--- Start of SUPPLIED DATA ---
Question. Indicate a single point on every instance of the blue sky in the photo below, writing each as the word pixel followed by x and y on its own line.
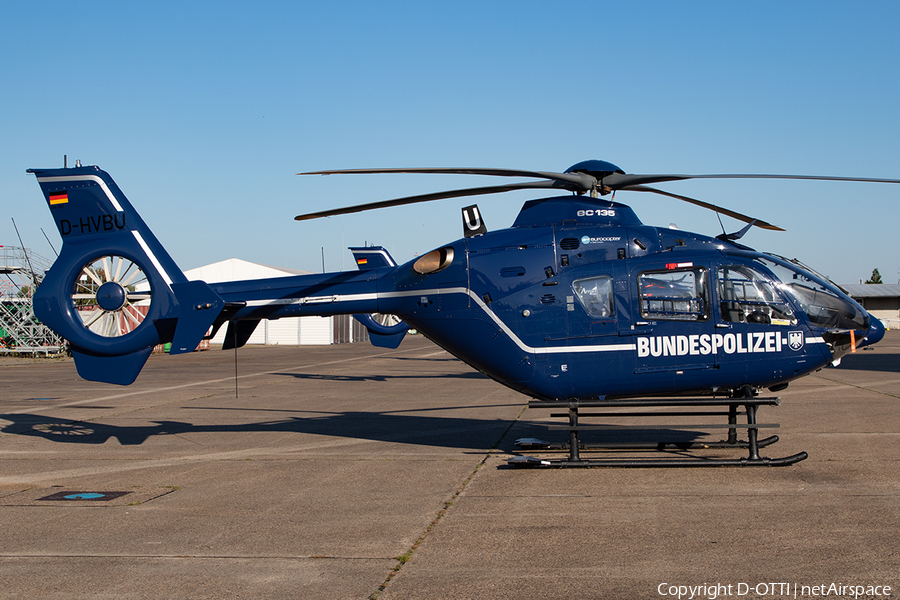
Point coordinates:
pixel 204 111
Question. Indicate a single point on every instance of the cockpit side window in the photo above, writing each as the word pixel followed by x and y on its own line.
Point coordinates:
pixel 675 295
pixel 595 295
pixel 747 296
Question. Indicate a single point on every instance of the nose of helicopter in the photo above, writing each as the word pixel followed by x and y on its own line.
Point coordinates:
pixel 876 332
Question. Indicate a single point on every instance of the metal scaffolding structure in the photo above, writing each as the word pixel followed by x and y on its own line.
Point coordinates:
pixel 21 271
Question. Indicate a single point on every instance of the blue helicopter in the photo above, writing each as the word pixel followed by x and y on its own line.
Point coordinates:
pixel 577 301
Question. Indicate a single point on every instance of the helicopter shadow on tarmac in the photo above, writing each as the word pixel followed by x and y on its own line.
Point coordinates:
pixel 405 427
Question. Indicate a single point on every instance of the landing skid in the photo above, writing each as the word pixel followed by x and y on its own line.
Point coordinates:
pixel 575 446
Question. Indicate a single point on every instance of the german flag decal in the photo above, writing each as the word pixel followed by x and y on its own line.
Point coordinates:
pixel 57 198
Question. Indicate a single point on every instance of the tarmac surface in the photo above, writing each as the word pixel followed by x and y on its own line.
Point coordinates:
--- End of SUPPLIED DATA ---
• [WORK TO COMPLETE] Please rescale the lines from the one with "Question. Indicate a single point on every instance of the nose" up to and including the one with "pixel 577 301", repeating them in full with the requests kept, and multiply every point coordinate in the answers by 2.05, rounding to whole numbers with halves rounded up.

• [EXERCISE RESULT]
Question. Indicate a single point on every instance of the nose of helicopter in the photo above, writing each as the word pixel followed by x and y on its own line.
Point coordinates:
pixel 1796 681
Question. Indicate a single point on every instance of the metal scaffolding structure in the photo above, writing each as the word pixel followed by x and y on its own line.
Point coordinates:
pixel 43 556
Question. Indicate a single point on every instance of the blue helicopter in the photo above, writing each as the word pixel followed by x and y on its own line.
Point coordinates:
pixel 1183 617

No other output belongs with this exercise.